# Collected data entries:
§ §
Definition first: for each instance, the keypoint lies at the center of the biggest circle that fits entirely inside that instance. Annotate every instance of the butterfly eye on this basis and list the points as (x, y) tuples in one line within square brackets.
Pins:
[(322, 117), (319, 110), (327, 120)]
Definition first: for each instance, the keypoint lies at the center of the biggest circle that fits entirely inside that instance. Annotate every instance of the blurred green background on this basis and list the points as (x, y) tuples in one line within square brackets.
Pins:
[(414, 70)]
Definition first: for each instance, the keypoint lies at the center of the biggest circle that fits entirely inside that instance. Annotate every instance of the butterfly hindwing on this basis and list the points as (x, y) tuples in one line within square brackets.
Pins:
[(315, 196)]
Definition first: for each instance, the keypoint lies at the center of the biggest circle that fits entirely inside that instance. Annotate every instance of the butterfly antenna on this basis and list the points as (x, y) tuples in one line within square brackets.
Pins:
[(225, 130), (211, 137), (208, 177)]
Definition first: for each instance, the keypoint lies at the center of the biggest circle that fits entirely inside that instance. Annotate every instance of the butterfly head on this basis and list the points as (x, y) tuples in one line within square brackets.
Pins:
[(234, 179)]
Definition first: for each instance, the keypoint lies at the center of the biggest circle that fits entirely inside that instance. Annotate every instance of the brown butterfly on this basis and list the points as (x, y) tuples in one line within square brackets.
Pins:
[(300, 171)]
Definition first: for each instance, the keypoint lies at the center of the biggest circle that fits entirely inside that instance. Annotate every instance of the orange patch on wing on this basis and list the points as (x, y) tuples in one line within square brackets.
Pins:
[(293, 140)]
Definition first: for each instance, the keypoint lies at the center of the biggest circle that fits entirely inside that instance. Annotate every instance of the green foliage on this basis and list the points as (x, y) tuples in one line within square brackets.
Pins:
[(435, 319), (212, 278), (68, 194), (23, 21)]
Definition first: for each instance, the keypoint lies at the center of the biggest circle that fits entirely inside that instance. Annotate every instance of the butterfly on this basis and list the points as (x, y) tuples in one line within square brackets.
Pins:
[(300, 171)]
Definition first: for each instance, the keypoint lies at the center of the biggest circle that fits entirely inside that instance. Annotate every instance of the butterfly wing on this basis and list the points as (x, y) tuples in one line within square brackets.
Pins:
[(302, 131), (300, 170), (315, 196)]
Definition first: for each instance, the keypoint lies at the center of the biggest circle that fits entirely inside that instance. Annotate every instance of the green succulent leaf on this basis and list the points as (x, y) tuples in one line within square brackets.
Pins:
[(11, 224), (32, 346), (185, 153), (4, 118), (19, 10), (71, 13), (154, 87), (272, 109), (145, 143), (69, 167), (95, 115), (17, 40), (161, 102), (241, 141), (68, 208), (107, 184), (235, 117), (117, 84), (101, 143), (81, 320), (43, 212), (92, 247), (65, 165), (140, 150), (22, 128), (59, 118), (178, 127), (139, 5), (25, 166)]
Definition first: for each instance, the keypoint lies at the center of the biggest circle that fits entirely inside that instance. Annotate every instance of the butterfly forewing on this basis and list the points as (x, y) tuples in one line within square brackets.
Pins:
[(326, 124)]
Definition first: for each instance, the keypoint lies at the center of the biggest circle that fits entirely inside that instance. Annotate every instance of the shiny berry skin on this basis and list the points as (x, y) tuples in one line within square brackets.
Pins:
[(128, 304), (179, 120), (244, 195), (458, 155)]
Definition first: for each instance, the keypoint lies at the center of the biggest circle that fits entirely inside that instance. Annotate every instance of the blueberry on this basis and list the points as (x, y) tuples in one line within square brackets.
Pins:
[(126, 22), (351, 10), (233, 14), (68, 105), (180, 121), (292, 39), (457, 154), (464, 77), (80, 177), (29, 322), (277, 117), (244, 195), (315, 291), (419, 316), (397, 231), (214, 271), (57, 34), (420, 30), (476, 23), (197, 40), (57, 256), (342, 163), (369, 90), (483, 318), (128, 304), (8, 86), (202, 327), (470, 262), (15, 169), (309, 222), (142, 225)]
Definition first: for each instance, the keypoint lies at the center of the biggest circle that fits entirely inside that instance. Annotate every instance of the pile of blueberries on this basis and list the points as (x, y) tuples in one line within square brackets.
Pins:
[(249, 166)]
§ §
# Stated task:
Edit the listing above so that each occurrence of "biggest circle" reads "largest circle", and leave every other part of the listing unchanged.

# Final answer:
Definition first: for each instance, the keypoint lies at the center of the largest circle that fits entirely inside that instance. Annotate every instance of the butterfly eye on this basis and list the points as (x, y) tuples in one line within square brackets.
Pins:
[(322, 117), (319, 110), (327, 120)]
Definition first: for each instance, the keypoint lies at the center of the largest circle that fits entirely inside that instance. Annotate every instance of the blurred green background on this basis and list the points as (x, y) tuples in one line within square brackets.
Pins:
[(414, 70)]
Definition first: for each instance, the keypoint lies at the center of the largest circle that fits entirely inside that instance. Annotate every instance of the butterfly hindwing on this basis and list the points as (x, y) tuples in one line within square brackets.
Pins:
[(315, 196)]
Definition first: for each instance, the keypoint lies at the center of the largest circle that fits entirely inside that instance. Annotate every instance of the butterfly antenna on this basis and list the points as (x, y) tuples in one line within square brackets.
Pins:
[(225, 130), (211, 137), (208, 177)]
Definition first: for each instance, the keypoint lies at the center of the largest circle that fits entirely inside that instance. Annotate every instance of the butterfly head on this basis and list the points as (x, y) tuples in one line within square brackets.
Pins:
[(234, 179)]
Definition first: for each instance, the keypoint lies at the center of the largest circle that fits entirely inside that instance. Annotate every instance of the brown butterfly on this basis and list the points as (x, y) tuples in one line within square brackets.
Pins:
[(300, 171)]
Definition first: for each instance, the keypoint lies at the center of the largest circle that fits entirely inside that instance. Annotate every instance of the orange patch on wing on this basis and list the points as (x, y) tuples in one line within square brackets.
Pins:
[(293, 140)]
Definition first: for each instance, the keypoint lies at the center of the largest circle that fits entirely inside that instance. Annotate every instance of the green foliage on this basis and list the points as (x, y) tuples in one line within square brackets.
Pins:
[(435, 319), (212, 278), (68, 194), (23, 21)]
Definition first: for each instance, the keypoint lies at the center of the largest circle that fits entirely inside that instance. Annotate every instance of the butterfly on this basis and list the points as (x, y) tuples in one line within square brackets.
Pins:
[(300, 171)]
Definition first: for each instance, the keypoint lies at the center of the largest circle that fits entirely inside that instance. Annotate every instance of the butterfly wing on this basis and list the points as (x, y) tuples in one line within square brackets.
Pins:
[(302, 131), (300, 170), (315, 196)]
Definition first: for each instance, the keypoint lies at the center of the largest circle that fits entirely inside that instance. Annotate every instance of the green succulent leaf on this basis and list the points as (x, y) tuples in one line within square brackets.
Pins:
[(11, 224), (32, 346), (185, 153), (4, 118), (19, 10), (71, 13), (154, 87), (272, 109), (145, 143), (69, 167), (95, 115), (17, 40), (161, 102), (241, 141), (68, 208), (107, 184), (235, 117), (117, 84), (101, 143), (81, 320), (43, 212), (92, 247), (65, 165), (140, 150), (22, 128), (59, 118), (178, 127), (139, 5), (25, 166)]
Definition first: for each instance, the keypoint lies at the center of the largest circle that fits entirely inside that instance. Annotate every instance of the butterfly forewing on this basis and list the points as (x, y) tuples in one line within square brackets.
Pins:
[(326, 124)]
Definition first: for each instance, the keypoint lies at the center of the largest circle that fits entirely inside that instance. Annotate every instance of the shiny berry skin on this basis and list the points as (x, y) tuples in one line within square brackets.
Pins:
[(128, 304), (179, 120), (244, 195), (458, 155)]
Definition first: for each instance, the keypoint lies at the center of the largest circle that fits entirely inside that instance. Annotate every instance of the blueberry on this basis and list the points as (x, y) tuples in one line within square brackets.
Pins:
[(126, 22), (351, 10), (233, 14), (68, 105), (180, 121), (292, 39), (457, 154), (464, 77), (80, 177), (29, 322), (277, 117), (244, 195), (315, 291), (419, 316), (397, 231), (214, 271), (57, 34), (420, 30), (476, 23), (197, 40), (57, 256), (342, 163), (369, 90), (483, 318), (128, 304), (8, 86), (202, 327), (470, 262), (15, 169), (309, 222), (142, 225)]
Definition first: for each instance, the keypoint lies at the center of the largest circle that fits entirely inside that instance. Annotate every instance of the pile of blueberries on this basis and list the points as (x, y) tuples in one line within square brackets.
Pins:
[(249, 166)]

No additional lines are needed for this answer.